▶ _Source extract_
# # # # # # #

What ‘open’ and ‘closed’ actually mean
A closed (proprietary) model — GPT-4o, Claude, Gemini — is accessed only through the provider’s API or app. You never see the weights; you send tokens and get tokens back. An open model — Llama, Mistral, Qwen, Phi — publishes its weights so anyone can download, run, and fine-tune it on their own hardware. Note the nuance: most “open” models are really open-weight, since the training data and full recipe are rarely released, and licences vary from fully permissive (Apache 2.0, MIT) to restricted. The choice between the two camps is one of the most consequential decisions when building on AI.
Performance and capability
The capability gap has shrunk fast. Top open-weight models now rival older frontier closed models on standard benchmarks and handle the large majority of everyday tasks — summarisation, drafting, classification, code assistance — extremely well. The leading closed models still hold an edge on the hardest reasoning, the longest context windows, and the most polished multimodal (image, audio, video) capabilities, and they ship improvements continuously without any work from you. For frontier-grade results with zero infrastructure, closed still leads; for most production workloads, open is genuinely good enough.

# # # # # # #

▶ _Excerpted records_
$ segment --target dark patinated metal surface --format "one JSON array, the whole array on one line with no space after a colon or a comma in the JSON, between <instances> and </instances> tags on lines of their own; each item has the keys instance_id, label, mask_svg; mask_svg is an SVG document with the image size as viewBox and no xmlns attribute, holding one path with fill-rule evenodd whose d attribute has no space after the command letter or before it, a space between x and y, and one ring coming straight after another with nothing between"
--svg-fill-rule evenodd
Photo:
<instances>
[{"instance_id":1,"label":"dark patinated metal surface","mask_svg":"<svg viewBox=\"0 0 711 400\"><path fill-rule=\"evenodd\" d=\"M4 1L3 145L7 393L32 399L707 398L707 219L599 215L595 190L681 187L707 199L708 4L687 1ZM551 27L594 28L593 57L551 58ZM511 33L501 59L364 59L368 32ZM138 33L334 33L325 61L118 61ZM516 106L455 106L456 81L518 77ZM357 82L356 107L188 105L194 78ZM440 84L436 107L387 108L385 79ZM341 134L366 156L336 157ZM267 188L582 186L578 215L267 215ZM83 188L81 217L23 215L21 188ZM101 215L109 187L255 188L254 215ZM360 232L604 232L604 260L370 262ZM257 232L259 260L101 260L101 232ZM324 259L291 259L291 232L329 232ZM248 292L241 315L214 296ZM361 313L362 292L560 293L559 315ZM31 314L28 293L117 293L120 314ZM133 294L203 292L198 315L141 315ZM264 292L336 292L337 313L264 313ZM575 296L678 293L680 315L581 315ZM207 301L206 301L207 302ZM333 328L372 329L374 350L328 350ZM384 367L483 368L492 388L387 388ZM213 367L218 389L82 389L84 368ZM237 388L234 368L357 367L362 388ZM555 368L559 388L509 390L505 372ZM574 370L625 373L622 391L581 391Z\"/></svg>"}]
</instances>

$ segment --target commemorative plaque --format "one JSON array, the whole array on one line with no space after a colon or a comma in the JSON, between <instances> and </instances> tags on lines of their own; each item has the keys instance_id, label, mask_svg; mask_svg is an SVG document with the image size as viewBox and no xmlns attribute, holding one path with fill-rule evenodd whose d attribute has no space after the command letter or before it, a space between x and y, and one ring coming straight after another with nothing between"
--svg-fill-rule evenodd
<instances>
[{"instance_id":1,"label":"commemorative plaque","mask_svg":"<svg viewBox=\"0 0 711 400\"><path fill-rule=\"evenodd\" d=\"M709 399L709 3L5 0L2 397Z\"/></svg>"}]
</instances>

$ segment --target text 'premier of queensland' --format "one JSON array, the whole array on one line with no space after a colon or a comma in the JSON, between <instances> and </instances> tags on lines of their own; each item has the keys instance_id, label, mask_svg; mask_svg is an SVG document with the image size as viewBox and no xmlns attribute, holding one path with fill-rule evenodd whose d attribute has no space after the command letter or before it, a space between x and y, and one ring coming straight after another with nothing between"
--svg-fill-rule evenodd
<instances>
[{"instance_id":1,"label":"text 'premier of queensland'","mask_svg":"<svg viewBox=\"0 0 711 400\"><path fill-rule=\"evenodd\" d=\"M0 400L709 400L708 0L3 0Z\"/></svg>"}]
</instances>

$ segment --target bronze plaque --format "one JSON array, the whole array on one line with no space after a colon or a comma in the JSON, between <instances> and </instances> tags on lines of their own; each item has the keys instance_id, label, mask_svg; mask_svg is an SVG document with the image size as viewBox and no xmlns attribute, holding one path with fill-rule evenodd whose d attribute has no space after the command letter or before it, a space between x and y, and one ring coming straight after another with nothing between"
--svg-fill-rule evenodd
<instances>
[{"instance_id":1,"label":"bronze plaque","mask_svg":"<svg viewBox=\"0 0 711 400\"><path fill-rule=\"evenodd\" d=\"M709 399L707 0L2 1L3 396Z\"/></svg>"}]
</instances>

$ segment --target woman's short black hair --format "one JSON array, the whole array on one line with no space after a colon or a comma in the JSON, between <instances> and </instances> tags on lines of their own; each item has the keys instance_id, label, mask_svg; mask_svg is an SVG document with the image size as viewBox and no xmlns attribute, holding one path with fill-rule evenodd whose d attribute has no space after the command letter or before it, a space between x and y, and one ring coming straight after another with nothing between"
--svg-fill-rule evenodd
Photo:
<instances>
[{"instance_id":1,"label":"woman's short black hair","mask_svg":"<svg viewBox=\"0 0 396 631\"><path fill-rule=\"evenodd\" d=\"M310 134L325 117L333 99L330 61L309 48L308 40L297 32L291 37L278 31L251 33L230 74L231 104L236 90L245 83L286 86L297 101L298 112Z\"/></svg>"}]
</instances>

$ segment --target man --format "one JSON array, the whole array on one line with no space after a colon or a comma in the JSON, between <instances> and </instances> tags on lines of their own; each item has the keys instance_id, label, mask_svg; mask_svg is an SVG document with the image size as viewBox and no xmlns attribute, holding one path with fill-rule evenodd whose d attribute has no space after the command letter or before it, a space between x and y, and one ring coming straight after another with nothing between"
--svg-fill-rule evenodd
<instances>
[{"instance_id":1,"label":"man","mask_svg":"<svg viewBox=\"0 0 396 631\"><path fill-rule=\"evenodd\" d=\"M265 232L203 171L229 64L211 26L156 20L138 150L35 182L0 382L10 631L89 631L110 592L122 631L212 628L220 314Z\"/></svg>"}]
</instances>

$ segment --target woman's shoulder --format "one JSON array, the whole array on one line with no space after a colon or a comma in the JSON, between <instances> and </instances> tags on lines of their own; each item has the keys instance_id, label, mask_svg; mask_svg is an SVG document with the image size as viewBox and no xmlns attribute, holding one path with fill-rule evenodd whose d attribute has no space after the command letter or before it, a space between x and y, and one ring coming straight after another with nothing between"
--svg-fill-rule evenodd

# # # # # # #

▶ _Exercises_
**A.** Could you reproduce the passage on open and closed AI models between "What ‘open’ and" and "building on AI.", inclusive?
**B.** Would you carry on writing the passage on open and closed AI models from where it stops?
The records have no connection to the passage on open and closed AI models.

▶ _Responses to the tasks_
**A.**
What ‘open’ and ‘closed’ actually mean
A closed (proprietary) model — GPT-4o, Claude, Gemini — is accessed only through the provider’s API or app. You never see the weights; you send tokens and get tokens back. An open model — Llama, Mistral, Qwen, Phi — publishes its weights so anyone can download, run, and fine-tune it on their own hardware. Note the nuance: most “open” models are really open-weight, since the training data and full recipe are rarely released, and licences vary from fully permissive (Apache 2.0, MIT) to restricted. The choice between the two camps is one of the most consequential decisions when building on AI.

**B.**
Privacy, control, and cost
Privacy and control favour open models: you can run them entirely inside your own environment, so sensitive data never leaves, you control exactly which version runs, and no provider can deprecate the model out from under you. Cost and convenience usually favour closed models: you pay per token with no GPUs to manage, which is cheaper at low or bursty volume and trivial to start. Self-hosting an open model only wins on cost at high, steady throughput where you can keep expensive hardware busy — and it adds real engineering overhead. Closed enterprise tiers also offer no-training and data-residency contracts that satisfy many privacy needs without self-hosting.
A decision guide
Choose a closed model if you want the best possible quality with no infrastructure, your volume is low or unpredictable, and an enterprise no-training contract meets your privacy bar. Choose an open model if data must stay in your environment for regulatory reasons, you need full control over the model and its lifecycle, you have high steady volume that justifies hardware, or you want to fine-tune deeply on your own data. Many mature teams do both — a closed API for the hardest tasks, a self-hosted open model for high-volume or sensitive ones — and always check the specific licence before shipping a product.